* Begin Data records *
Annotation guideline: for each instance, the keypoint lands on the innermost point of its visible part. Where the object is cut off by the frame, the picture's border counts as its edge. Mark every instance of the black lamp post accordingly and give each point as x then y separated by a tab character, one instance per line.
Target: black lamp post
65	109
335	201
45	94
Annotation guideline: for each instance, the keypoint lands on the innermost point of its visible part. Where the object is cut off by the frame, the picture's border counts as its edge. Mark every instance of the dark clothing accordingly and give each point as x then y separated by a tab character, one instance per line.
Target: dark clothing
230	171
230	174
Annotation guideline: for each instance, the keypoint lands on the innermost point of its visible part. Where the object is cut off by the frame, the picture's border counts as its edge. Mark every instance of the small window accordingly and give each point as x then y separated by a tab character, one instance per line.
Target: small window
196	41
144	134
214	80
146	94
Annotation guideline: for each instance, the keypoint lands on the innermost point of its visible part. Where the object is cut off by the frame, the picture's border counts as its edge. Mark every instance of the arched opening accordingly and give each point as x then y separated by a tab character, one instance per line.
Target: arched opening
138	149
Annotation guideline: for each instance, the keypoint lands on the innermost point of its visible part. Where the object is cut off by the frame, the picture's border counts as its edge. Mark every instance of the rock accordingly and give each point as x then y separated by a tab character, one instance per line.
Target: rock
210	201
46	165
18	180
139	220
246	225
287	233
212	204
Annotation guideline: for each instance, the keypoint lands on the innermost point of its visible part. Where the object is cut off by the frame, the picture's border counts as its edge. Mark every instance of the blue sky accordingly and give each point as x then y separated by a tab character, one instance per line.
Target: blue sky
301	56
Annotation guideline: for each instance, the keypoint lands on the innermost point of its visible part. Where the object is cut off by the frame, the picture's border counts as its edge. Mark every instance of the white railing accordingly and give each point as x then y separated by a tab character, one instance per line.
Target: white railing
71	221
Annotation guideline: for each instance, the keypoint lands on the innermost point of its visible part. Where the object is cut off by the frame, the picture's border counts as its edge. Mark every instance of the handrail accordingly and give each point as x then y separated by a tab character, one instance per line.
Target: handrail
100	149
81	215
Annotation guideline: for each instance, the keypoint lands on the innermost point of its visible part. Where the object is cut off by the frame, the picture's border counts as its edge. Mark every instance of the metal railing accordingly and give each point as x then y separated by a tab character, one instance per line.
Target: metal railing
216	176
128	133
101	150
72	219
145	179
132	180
* End Data records *
▶ Exercise task
Print the line containing "of the white" and every line after it to the end of the records above, exactly as written, and nothing else.

▶ Result of the exercise
Annotation guideline: for each instance, the keypoint lands on the innermost point of its visible part. Where the object is cut off by the frame, the picture's border counts as its edge. Mark every instance of the white railing accordingly and give each point as x then y separated by a tab character, one instance per line.
Target: white railing
71	221
Annotation guideline: for each instance, the keypoint lands on the innermost point of its visible part. Where the object is cut off by the frame, the picture's border counts as its edge. Mark every instance of the handrail accordingly and give each point as x then y separated by a tab character, one instance per line.
Target: handrail
100	149
81	215
Annotation guideline: for each instance, the keypoint lands on the innermost point of its visible part. Where the object is cut off by the frame, the picture's border counts as its edge. Mark every instance of the metal railing accordingly and give each point as x then y separated by a tab character, one instance per line.
Target: metal railing
216	176
128	133
101	150
72	219
145	179
132	180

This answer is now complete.